◆ Materials provided:
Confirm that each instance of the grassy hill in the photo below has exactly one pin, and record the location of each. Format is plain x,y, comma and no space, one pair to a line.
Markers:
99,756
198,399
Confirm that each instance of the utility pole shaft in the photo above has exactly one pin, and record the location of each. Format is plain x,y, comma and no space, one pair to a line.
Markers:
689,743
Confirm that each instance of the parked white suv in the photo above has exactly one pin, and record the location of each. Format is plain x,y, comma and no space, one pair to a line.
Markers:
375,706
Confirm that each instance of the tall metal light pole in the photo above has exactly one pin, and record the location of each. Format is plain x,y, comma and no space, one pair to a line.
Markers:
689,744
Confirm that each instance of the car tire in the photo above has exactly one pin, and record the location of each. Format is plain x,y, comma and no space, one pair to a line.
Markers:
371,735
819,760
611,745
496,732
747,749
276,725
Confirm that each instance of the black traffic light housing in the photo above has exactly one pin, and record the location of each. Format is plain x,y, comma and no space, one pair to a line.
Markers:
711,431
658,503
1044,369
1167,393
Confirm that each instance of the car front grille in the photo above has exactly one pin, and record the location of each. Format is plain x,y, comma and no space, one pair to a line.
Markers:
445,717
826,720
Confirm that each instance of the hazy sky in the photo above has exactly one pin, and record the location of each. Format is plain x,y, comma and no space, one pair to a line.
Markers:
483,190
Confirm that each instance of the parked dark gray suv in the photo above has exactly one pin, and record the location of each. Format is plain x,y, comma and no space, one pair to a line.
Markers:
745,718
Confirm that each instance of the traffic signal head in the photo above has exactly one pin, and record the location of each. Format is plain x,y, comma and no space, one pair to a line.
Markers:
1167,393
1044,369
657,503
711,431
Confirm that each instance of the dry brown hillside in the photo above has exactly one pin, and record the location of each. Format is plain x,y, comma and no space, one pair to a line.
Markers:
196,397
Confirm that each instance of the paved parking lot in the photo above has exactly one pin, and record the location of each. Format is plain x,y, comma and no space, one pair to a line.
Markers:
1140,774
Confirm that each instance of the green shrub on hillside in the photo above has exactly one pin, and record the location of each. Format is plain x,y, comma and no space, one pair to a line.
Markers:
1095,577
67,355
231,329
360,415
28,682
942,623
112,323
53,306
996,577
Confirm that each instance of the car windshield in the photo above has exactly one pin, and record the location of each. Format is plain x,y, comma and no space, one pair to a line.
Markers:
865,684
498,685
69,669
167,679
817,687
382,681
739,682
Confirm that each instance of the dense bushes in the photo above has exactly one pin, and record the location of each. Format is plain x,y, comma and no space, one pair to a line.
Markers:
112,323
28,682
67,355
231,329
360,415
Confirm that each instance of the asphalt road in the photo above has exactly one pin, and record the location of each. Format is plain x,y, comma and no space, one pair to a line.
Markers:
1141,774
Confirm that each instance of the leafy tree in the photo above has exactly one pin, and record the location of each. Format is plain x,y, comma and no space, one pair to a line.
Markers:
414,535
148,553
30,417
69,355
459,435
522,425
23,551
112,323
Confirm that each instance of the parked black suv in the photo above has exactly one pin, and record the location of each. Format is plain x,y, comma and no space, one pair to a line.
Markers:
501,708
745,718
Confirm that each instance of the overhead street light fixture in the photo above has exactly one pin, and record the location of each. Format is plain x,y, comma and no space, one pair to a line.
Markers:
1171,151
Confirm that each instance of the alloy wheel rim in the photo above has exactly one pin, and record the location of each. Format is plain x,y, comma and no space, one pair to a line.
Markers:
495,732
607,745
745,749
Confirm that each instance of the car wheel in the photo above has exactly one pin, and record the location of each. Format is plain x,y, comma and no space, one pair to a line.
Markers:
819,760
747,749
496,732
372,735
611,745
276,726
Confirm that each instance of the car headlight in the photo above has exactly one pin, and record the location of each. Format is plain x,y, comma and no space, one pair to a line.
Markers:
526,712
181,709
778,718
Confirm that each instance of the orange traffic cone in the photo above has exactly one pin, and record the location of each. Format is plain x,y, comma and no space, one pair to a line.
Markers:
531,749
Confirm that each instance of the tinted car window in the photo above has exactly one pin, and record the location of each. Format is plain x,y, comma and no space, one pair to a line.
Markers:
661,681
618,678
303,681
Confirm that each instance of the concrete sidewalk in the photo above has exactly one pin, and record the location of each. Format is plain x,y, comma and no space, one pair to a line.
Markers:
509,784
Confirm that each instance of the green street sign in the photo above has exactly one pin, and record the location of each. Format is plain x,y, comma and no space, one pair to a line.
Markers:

◆ Set exercise: Please set out every line of the records above as a numbered list, leaving out any blank lines.

◆ Response below:
1. Confirm that each instance of the grassy hill in the photo below has exactly one pin, and record the location of each. Format is plain x,y, comma and no space, one pair to a line.
2. Markers:
3. 99,756
4. 198,399
5. Confirm that each instance of the utility pole shaft in the photo above has exactly one pin, and record the location of each. Format is plain x,y, comma and no space, one pair to a line.
6. Markers:
7. 689,743
8. Confirm that each instance of the parked white suv in the photo above has exactly one pin, and record the location of each. Format is plain x,y, comma and no space, one pair to a line.
9. Markers:
10. 375,706
11. Confirm that each instance of the tall metal light pole in the photo above has exactly one pin, and record the location of each. Format is plain x,y, comma and no space, one pair to a line.
12. Markers:
13. 689,744
14. Confirm that each instance of the car tire in the photo above has exactly one pin, and record the location of each. Format is plain x,y, comma and no space, one pair to a line.
15. Markers:
16. 371,735
17. 819,760
18. 611,745
19. 496,732
20. 747,749
21. 276,725
22. Confirm that each instance of the black traffic light housing in the photo above has exactly one pin, and record the location of each. Format is plain x,y, comma and no space, one pair to a line.
23. Markers:
24. 711,431
25. 658,503
26. 1044,369
27. 1167,393
28. Confirm that each instance of the car front grille in the photo above has exactly one pin, and record the location of each. Format is plain x,y, comma and no space, one pair to a line.
29. Markers:
30. 445,717
31. 826,720
32. Confirm that each instance of the hazy sky in the photo above has exactly one pin, and record the location of each. Format is plain x,y, comma and no space, one pair to a line.
33. Markers:
34. 483,190
35. Confirm that each instance of the parked dark gray suv in the photo above has exactly one pin, and record the location of each. Format is plain x,y, comma and no space, one pair to a line.
36. Markers:
37. 745,718
38. Confirm that each instance of the traffic signal head in the photo above has exactly one pin, and record the location of each. Format is plain x,y, comma and no space, one pair to a line.
39. Markers:
40. 1167,393
41. 1044,369
42. 657,503
43. 711,431
44. Confirm that each instance of the dry brown hillside in the photo above has exactly one pin, and record the location of each. Format is plain x,y, comma and no space, one pair to a line.
45. Markers:
46. 196,397
47. Confirm that each instance of the paved parking lot in the photo above has exactly one pin, and record the location of each. Format is plain x,y, comma and no space, one pair to a line.
48. Markers:
49. 1140,774
50. Confirm that each instance of the green shrub on hillside in the photo above has exactly one pin, and record the location of each. Format is plain x,y, comma and no space, one pair to a line.
51. Markers:
52. 1095,577
53. 67,355
54. 231,329
55. 360,415
56. 28,682
57. 942,623
58. 112,323
59. 53,306
60. 996,577
61. Confirm that each instance of the car windshield in the photo above has exactly one pin, and record the location of each. Format is plain x,y, comma and no space, one pair to a line.
62. Markers:
63. 865,684
64. 498,685
65. 69,669
66. 167,679
67. 817,687
68. 382,681
69. 739,682
70. Confirm that each instance of the dense bushes in the photo above has exactly one pin, and record the location of each. Format is plain x,y, comma and no space, one pair to a line.
71. Markers:
72. 112,323
73. 28,682
74. 67,355
75. 231,329
76. 360,415
77. Confirm that each instance of the asphalt road in the photo above has exactly one pin, and record the location of each. Format is plain x,y, comma and no space, one pair to a line.
78. Markers:
79. 1141,774
80. Confirm that each instance of the leafy tree in the photo above has exactly one pin, and record the location of each. Format is plain x,y, comma and no space, one pair to a line.
81. Markers:
82. 414,535
83. 148,553
84. 30,417
85. 69,355
86. 459,435
87. 522,425
88. 23,551
89. 112,323
90. Confirm that each instance of the parked black suv in the photo above has exactly one pin, and record the location of each. Format is plain x,y, comma and no space, one pair to a line.
91. Markers:
92. 501,708
93. 745,718
94. Confirm that each instance of the overhead street light fixture in the photo above has exactly one pin, and record the location of each. Format is plain x,y, comma and no space, one pair to a line.
95. Markers:
96. 1171,151
97. Confirm that each instance of the alloy wheel rim in the photo above has exactly one pin, and record the location of each. Format is plain x,y, comma and no space, one pair to a line.
98. Markers:
99. 495,732
100. 607,745
101. 745,749
102. Confirm that each instance of the car wheel in the photo above has exactly one pin, and record the location of each. Format is plain x,y, comma and no space, one pair to a line.
103. Markers:
104. 819,760
105. 747,749
106. 496,732
107. 372,735
108. 611,745
109. 276,726
110. Confirm that each instance of the car headlight in the photo above has exactly one pin, and record the location of each. Format is plain x,y, comma and no space, one pair to a line.
111. Markers:
112. 526,712
113. 181,709
114. 778,718
115. Confirm that each instance of the orange traffic cone in the photo above has exactly one pin, and record the location of each. Format is plain x,y, comma and no space, one pair to a line.
116. Markers:
117. 531,749
118. Confirm that each instance of the tinted car window in the photo above has exactly one pin, and record the location of each. Format is plain x,y, comma and no space, one pair to a line.
119. Markers:
120. 661,681
121. 618,678
122. 303,681
123. Confirm that each instance of the concrete sidewalk in the photo above has exactly one pin, and record the location of each. Format is plain x,y, comma and no space, one pair to a line.
124. Markers:
125. 509,784
126. Confirm that each instance of the green street sign in the photo above has exactly one pin, and record the location of each. Format is plain x,y, comma and no space, one pair to a line.
127. Markers:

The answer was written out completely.